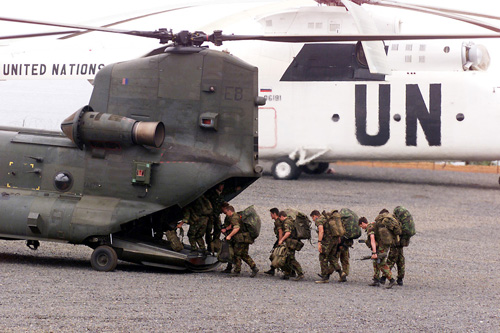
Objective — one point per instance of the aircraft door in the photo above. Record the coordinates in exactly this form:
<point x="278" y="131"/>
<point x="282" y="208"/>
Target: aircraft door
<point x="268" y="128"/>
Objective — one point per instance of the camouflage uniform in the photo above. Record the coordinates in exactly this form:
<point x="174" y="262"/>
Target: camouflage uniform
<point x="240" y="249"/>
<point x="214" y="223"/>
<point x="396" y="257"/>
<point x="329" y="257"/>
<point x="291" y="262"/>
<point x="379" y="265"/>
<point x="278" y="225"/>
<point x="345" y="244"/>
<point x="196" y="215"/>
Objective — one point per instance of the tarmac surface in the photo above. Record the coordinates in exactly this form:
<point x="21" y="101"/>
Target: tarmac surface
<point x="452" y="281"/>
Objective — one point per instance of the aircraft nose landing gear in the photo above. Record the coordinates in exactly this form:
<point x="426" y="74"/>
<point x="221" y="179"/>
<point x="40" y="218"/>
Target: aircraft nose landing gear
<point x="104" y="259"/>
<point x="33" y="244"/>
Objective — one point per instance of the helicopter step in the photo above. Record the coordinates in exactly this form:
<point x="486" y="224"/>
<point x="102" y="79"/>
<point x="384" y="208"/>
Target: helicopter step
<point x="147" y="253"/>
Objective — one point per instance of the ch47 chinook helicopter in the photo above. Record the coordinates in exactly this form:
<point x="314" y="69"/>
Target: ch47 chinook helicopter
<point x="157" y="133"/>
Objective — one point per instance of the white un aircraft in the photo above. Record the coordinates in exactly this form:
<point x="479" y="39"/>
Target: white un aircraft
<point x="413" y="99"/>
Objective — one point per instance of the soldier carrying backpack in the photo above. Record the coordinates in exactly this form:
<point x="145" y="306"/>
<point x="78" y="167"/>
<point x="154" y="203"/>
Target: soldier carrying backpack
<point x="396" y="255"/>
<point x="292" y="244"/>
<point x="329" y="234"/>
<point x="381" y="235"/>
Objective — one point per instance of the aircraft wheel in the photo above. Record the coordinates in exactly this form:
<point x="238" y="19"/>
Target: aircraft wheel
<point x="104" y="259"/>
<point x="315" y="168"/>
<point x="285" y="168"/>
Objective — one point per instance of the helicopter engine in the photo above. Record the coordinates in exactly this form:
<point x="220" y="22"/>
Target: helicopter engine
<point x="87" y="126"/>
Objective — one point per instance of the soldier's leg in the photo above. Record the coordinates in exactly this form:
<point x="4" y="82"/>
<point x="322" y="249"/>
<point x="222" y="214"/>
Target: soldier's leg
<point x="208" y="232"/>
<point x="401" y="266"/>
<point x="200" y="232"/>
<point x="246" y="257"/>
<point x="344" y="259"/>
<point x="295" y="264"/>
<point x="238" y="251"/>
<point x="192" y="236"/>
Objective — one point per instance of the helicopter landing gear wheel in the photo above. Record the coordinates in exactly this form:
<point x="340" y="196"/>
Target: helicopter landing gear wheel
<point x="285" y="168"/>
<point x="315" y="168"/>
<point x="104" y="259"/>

--*--

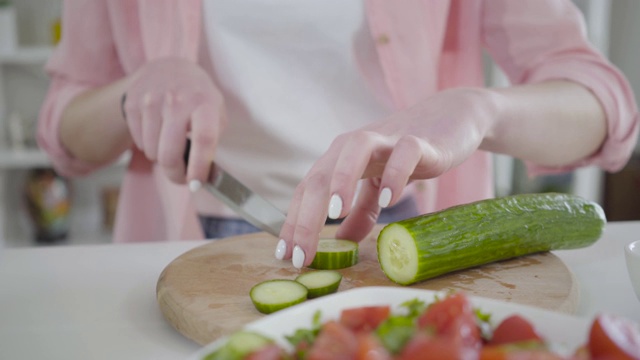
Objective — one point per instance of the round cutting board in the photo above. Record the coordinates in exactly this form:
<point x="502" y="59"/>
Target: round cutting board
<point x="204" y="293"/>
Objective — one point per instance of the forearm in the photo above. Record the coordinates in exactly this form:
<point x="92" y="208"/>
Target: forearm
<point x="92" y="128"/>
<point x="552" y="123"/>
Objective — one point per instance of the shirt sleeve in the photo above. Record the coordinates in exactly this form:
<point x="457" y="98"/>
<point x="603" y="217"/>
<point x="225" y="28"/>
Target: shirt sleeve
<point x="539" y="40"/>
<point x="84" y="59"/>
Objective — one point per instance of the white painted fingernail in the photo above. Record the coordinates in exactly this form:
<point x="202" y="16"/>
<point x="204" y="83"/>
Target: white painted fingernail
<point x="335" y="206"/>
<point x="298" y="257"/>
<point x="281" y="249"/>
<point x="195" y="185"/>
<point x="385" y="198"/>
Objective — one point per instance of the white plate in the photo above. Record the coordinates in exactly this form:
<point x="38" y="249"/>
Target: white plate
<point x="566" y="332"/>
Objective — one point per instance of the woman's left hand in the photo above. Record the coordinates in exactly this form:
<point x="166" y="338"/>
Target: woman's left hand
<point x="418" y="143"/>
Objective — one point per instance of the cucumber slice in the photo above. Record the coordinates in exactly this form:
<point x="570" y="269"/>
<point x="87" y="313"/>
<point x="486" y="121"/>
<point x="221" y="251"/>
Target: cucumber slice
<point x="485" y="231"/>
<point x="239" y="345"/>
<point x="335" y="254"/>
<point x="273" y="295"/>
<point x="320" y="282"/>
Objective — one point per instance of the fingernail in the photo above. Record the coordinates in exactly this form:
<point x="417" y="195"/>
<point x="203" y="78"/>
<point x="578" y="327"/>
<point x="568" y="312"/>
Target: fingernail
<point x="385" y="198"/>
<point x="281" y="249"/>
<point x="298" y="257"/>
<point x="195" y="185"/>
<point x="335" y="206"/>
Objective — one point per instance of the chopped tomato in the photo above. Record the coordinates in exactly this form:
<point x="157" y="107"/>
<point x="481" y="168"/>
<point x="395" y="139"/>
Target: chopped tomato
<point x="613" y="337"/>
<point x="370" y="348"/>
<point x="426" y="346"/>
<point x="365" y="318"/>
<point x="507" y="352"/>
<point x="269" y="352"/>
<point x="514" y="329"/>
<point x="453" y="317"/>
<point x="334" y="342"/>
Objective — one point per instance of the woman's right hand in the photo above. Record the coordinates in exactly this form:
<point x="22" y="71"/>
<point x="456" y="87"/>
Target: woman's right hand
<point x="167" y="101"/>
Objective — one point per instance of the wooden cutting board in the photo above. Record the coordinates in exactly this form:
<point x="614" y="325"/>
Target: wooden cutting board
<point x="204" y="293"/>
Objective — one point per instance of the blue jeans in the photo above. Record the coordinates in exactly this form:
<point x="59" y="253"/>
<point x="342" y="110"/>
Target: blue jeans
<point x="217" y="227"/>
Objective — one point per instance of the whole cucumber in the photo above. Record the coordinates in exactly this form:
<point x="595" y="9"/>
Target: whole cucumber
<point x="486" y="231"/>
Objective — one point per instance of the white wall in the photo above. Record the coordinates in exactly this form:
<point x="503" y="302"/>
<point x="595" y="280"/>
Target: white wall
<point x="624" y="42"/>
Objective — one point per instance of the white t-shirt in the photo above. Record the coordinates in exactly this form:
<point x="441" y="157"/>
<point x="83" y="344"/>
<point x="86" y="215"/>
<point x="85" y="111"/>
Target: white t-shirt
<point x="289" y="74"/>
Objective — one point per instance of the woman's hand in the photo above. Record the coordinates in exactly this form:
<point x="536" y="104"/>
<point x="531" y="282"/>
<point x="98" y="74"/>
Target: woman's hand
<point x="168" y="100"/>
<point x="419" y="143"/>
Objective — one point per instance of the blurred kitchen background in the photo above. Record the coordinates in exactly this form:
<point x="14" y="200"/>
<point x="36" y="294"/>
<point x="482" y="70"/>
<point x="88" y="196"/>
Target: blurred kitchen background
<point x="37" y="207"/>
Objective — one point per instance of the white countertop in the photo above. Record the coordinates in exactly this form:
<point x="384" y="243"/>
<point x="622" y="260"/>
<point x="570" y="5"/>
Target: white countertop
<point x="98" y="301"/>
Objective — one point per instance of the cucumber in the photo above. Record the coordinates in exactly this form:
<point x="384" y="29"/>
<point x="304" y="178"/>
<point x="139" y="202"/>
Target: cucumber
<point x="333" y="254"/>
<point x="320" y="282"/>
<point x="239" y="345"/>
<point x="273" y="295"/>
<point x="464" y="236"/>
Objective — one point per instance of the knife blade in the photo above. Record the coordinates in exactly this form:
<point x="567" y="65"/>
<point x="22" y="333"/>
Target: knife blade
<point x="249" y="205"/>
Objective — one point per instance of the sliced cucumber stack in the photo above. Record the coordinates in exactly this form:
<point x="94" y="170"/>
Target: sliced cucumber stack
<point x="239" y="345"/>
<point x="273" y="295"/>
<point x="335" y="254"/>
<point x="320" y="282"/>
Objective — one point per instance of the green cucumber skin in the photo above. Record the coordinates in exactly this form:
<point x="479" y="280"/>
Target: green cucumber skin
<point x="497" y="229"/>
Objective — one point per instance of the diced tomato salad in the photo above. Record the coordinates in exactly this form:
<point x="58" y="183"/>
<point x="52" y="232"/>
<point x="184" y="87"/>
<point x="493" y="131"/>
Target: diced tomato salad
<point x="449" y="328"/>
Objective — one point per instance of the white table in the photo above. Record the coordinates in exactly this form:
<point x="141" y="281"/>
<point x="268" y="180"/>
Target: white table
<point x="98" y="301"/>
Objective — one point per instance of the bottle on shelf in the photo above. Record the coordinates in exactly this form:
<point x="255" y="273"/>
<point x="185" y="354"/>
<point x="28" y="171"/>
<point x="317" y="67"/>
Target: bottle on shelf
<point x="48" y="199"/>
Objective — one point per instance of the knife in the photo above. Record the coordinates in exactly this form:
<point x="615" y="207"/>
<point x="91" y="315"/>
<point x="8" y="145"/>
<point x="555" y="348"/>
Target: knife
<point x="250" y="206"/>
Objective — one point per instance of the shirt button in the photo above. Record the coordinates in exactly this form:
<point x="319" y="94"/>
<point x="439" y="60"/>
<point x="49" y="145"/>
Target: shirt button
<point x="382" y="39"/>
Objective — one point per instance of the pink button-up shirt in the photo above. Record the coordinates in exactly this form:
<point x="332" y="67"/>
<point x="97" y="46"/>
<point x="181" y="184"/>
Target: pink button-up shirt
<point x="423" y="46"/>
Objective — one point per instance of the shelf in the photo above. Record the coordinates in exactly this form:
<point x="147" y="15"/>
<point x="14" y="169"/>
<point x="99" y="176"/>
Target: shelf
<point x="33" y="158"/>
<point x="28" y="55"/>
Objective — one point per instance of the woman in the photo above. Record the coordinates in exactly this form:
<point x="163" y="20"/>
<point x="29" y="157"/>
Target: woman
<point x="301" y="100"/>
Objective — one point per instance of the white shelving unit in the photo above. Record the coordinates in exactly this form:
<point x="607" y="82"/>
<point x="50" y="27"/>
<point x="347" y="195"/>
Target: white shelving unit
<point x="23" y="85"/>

--*--

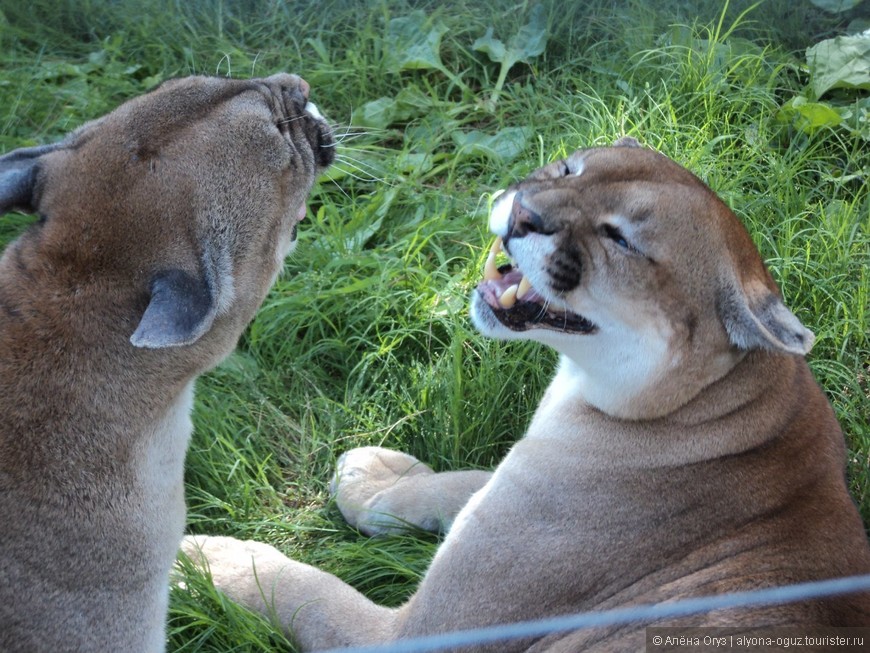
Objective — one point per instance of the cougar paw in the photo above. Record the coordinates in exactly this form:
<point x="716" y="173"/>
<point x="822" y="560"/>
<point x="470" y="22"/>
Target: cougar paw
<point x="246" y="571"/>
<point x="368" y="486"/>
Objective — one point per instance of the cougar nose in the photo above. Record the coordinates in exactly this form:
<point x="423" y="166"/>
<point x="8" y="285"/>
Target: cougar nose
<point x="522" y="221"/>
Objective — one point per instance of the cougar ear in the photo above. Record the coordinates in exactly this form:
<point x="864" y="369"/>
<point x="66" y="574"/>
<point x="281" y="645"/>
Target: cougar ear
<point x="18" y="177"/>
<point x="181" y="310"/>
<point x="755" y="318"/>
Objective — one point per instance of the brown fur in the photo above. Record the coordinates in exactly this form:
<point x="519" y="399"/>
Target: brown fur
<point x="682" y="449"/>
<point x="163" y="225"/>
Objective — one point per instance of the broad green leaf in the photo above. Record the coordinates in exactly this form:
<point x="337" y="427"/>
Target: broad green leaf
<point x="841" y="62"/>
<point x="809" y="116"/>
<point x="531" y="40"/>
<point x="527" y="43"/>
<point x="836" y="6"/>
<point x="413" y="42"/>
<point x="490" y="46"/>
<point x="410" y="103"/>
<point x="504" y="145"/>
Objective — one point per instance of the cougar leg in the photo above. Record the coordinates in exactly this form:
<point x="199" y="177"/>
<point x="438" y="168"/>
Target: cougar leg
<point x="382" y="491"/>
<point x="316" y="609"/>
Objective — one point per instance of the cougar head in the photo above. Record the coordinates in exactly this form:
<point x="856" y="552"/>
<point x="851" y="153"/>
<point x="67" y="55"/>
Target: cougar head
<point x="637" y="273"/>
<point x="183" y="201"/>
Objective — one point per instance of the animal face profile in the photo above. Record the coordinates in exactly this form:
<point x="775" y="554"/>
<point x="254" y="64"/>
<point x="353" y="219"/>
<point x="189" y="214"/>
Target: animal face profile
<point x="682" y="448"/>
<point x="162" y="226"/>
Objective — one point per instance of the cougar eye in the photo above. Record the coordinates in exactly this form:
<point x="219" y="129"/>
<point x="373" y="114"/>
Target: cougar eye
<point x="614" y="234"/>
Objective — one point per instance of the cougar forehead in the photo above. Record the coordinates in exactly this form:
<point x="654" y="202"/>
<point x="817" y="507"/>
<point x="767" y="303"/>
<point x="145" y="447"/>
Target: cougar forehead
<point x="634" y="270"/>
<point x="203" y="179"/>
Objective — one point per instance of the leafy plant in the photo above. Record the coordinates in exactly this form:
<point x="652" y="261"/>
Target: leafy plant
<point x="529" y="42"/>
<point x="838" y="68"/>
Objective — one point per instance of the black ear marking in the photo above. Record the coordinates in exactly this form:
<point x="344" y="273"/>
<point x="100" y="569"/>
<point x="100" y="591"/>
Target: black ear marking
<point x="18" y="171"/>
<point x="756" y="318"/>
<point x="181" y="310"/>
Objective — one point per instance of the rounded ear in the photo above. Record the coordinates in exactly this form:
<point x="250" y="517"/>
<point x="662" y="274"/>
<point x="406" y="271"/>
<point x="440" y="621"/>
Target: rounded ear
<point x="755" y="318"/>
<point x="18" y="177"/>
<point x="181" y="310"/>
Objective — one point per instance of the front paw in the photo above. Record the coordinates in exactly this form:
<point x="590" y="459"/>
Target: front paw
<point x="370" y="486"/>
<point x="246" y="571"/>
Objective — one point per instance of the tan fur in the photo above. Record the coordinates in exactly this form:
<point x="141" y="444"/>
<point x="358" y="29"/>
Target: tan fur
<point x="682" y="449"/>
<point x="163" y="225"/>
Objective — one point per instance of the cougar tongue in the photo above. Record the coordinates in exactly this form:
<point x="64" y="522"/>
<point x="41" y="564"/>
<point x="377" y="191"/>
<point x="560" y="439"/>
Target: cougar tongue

--*--

EXERCISE:
Lines with the string "tongue": say how many appear in the entries above, giving the number alone.

TASK OUTPUT:
2